#### AIM OF THE EXERCISE:
The listing should be returned in its entirety, exactly as given.
.....
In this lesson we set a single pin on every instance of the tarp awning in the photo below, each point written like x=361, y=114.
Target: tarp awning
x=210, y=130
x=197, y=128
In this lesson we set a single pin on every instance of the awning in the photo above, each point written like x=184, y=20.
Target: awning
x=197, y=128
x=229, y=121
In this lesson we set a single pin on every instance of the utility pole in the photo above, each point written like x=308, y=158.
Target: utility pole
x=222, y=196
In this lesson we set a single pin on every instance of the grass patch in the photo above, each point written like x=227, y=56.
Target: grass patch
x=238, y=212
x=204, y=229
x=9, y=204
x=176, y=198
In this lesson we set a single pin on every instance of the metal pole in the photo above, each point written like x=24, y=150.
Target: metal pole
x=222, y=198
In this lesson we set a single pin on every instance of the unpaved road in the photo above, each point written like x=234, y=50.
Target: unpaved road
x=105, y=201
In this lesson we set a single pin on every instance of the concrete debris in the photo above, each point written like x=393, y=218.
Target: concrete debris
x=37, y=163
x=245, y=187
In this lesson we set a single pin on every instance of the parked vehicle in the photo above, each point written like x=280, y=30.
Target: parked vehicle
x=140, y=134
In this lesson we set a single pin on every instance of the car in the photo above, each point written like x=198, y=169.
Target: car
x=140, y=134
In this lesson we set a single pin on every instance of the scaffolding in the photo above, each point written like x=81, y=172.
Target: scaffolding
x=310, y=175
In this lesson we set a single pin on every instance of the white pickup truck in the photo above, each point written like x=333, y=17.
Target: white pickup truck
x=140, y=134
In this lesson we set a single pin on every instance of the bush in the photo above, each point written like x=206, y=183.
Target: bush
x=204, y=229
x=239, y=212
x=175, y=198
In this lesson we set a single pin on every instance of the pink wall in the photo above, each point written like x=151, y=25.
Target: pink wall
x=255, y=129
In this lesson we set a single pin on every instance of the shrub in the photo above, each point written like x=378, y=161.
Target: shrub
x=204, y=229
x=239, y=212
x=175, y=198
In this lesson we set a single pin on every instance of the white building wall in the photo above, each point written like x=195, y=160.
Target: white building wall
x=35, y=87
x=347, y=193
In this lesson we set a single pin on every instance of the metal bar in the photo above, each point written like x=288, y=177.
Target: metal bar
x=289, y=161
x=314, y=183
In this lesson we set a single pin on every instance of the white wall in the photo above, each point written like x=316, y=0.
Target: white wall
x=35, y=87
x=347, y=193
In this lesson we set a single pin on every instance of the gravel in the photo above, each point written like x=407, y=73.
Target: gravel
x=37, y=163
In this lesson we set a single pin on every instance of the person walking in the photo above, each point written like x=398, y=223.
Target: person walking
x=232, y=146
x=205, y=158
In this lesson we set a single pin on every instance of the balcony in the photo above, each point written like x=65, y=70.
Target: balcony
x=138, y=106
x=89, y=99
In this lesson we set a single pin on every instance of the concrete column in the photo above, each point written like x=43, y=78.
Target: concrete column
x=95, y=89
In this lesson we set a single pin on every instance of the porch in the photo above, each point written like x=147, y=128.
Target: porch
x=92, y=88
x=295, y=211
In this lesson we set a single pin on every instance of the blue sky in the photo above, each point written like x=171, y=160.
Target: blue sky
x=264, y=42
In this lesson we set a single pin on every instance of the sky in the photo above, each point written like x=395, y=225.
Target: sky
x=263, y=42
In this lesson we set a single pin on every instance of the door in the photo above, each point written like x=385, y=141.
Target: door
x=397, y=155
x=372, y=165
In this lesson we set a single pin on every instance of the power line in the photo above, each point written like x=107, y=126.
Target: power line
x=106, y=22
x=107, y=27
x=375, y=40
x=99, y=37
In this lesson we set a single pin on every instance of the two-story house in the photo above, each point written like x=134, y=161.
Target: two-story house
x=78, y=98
.....
#### TASK RESULT:
In this lesson we set a single pin on every instance of the tarp awning in the photo below, each point written like x=361, y=114.
Target: tarp awning
x=210, y=130
x=197, y=128
In this lesson we set a single pin on every instance of the awning in the photo above, each point written like x=184, y=20.
Target: awning
x=197, y=128
x=229, y=121
In this lesson we set a single pin on every instance of the utility pole in the photo above, each point written like x=308, y=158.
Target: utility pole
x=222, y=196
In this lesson we set a single pin on every instance of the grass patch in the photo above, each point written like x=227, y=56.
Target: grass patch
x=238, y=212
x=204, y=229
x=9, y=204
x=176, y=198
In this lesson we set a single pin on every instance of the metal pole in the photo above, each point written like x=24, y=150.
Target: metal pole
x=222, y=198
In this lesson we set a single pin on every instance of the unpaved road in the photo above, each point written like x=234, y=50.
Target: unpaved road
x=105, y=201
In this lesson we set a single pin on every instance of the concrete debris in the photo above, each point written like x=393, y=218.
Target: concrete debris
x=37, y=163
x=245, y=187
In this lesson we set a single pin on every instance of the parked vehicle in the photo above, each point written like x=280, y=30.
Target: parked vehicle
x=140, y=134
In this lesson we set a single pin on every instance of the car in the photo above, each point written like x=198, y=169.
Target: car
x=140, y=134
In this lesson we set a single pin on every instance of the scaffolding in the photo above, each point written like x=81, y=172.
Target: scaffolding
x=310, y=175
In this lesson we set a single pin on every instance of the white pickup truck in the photo above, each point written like x=333, y=17.
Target: white pickup truck
x=140, y=134
In this lesson we set a single pin on every instance of the bush in the photo above, each point written like x=206, y=183.
Target: bush
x=204, y=229
x=239, y=212
x=175, y=198
In this lesson we set a single pin on every instance of the pink wall in the photo above, each point written like x=151, y=25.
Target: pink wall
x=255, y=129
In this lesson we set a single pin on every instance of the shrub in the photo above, each point written like x=378, y=161.
Target: shrub
x=204, y=229
x=239, y=212
x=175, y=198
In this lesson we set a single pin on every instance of the white building wall in the photo above, each point written like x=195, y=160.
Target: white building wall
x=35, y=87
x=347, y=193
In this lesson we set a single pin on every instance of the metal bar in the photo above, each point written like x=288, y=177.
Target: metal bar
x=289, y=161
x=314, y=183
In this lesson we set a single pin on every instance of the white wall in the photo above, each point written like x=316, y=0.
Target: white wall
x=35, y=87
x=347, y=193
In this lesson we set a single pin on every instance of the gravel in the photo above, each point written like x=407, y=73.
Target: gravel
x=37, y=163
In this lesson we set a single pin on every instance of the person walking in the photo above, each point written like x=398, y=223.
Target: person walking
x=232, y=146
x=205, y=158
In this lesson we set a single pin on every instance of the balcony in the photo above, each point written like x=65, y=70.
Target: balcony
x=138, y=106
x=89, y=99
In this lesson we set a single pin on every instance of the concrete column in the photo above, each point written like x=43, y=78.
Target: concrete column
x=95, y=89
In this lesson we set a single pin on every instance of the porch in the photo above, each point written like x=147, y=128.
Target: porch
x=92, y=88
x=295, y=211
In this lesson we set a single pin on every instance of the blue sky in the photo above, each point written like x=171, y=160.
Target: blue sky
x=264, y=42
In this lesson we set a single pin on every instance of the sky in the photo above, each point written like x=395, y=225.
Target: sky
x=263, y=42
In this lesson we set a single pin on every instance of the door in the photo above, each point written like x=385, y=141.
Target: door
x=397, y=155
x=372, y=165
In this lesson we set a single pin on every instance of the power line in the photo above, each point written like x=107, y=126.
Target: power line
x=106, y=22
x=107, y=27
x=375, y=40
x=99, y=37
In this lesson we set a single pin on every instance of the two-story house in the photo above, each point written like x=134, y=161.
Target: two-story house
x=78, y=98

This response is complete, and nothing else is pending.